(STATED PROBLEM): Please render each line of the records below as a JSON list of strings, one string per line, with blank lines omitted.

- - -

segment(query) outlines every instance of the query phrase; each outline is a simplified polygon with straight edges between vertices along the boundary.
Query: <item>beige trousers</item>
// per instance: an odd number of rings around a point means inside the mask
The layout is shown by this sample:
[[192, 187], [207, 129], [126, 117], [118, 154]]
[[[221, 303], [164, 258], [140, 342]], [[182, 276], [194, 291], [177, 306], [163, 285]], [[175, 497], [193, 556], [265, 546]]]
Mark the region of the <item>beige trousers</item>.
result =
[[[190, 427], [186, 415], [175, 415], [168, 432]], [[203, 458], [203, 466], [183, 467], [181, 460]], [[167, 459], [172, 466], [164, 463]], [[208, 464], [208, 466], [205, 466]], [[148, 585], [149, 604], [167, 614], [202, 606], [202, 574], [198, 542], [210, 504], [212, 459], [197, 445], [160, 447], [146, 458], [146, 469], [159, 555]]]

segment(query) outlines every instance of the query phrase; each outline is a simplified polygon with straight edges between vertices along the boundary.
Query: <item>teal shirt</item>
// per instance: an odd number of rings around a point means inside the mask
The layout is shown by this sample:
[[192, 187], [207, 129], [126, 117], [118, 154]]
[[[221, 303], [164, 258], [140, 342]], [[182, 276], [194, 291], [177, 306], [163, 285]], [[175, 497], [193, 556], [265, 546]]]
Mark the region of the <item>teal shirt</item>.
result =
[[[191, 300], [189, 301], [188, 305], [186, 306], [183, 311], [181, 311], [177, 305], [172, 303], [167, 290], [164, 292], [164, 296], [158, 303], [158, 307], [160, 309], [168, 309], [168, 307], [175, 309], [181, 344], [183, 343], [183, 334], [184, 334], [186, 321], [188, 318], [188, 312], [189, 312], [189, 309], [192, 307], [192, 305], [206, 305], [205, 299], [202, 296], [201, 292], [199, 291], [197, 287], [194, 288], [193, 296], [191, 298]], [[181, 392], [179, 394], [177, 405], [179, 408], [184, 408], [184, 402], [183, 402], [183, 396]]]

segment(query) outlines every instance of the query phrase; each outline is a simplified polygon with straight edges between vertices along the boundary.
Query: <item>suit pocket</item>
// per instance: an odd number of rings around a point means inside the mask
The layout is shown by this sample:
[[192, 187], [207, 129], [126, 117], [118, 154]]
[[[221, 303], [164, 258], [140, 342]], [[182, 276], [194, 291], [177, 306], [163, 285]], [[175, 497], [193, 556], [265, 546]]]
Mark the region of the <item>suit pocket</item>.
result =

- - -

(EXPECTED ANSWER):
[
  "segment(query) outlines every instance of the query phrase; each outline is a simplified polygon with straight edges between vertices along the boundary.",
  "Query: <item>beige trousers</item>",
  "// per instance: an odd number of rings around a point means inside the mask",
  "The layout is shown by this sample:",
  "[[192, 187], [207, 129], [126, 117], [118, 154]]",
  "[[[221, 303], [164, 258], [140, 342]], [[182, 276], [194, 291], [177, 306], [163, 285]], [[175, 497], [193, 556], [265, 546]]]",
  "Mark the region of the <item>beige trousers</item>.",
  "result =",
  "[[[190, 427], [186, 415], [175, 415], [168, 432]], [[203, 458], [203, 466], [183, 467], [181, 460]], [[167, 459], [172, 466], [164, 463]], [[208, 464], [208, 466], [205, 466]], [[148, 585], [149, 604], [167, 614], [202, 606], [202, 574], [198, 542], [210, 504], [212, 459], [197, 445], [160, 447], [146, 458], [146, 469], [159, 555]]]",
  "segment(query) outlines every instance of the query phrase; each outline is a simplified polygon with straight edges between vertices along the boundary.",
  "Query: <item>teal shirt</item>",
  "// per instance: an odd number of rings around a point means inside the mask",
  "The layout is shown by this sample:",
  "[[192, 187], [207, 129], [126, 117], [118, 154]]",
  "[[[221, 303], [164, 258], [140, 342]], [[182, 276], [194, 291], [177, 306], [163, 285]], [[175, 497], [193, 556], [265, 546]]]",
  "Mark the region of the <item>teal shirt</item>.",
  "result =",
  "[[[191, 300], [189, 301], [188, 305], [186, 306], [183, 311], [181, 311], [177, 305], [172, 303], [167, 290], [164, 292], [164, 296], [158, 303], [158, 307], [160, 309], [168, 309], [168, 307], [175, 309], [181, 344], [183, 343], [183, 334], [184, 334], [186, 321], [188, 318], [188, 312], [189, 312], [189, 309], [192, 307], [192, 305], [206, 305], [205, 299], [202, 296], [201, 292], [199, 291], [197, 287], [194, 288], [193, 296], [191, 298]], [[181, 392], [179, 394], [177, 405], [179, 408], [184, 408], [184, 402], [183, 402], [183, 396]]]",
  "segment(query) outlines every instance of the query phrase; each outline is a simplified polygon with straight edges between vertices along the boundary.",
  "Query: <item>suit pocket</item>",
  "// per instance: an odd number of rings around a point means inside the mask",
  "The layout is shown by this sample:",
  "[[192, 187], [207, 129], [126, 117], [118, 154]]",
  "[[[221, 303], [164, 258], [140, 342]], [[182, 276], [194, 291], [177, 306], [163, 285]], [[175, 497], [193, 556], [265, 546]]]",
  "Mark the region of the <item>suit pocket</item>.",
  "result ="
]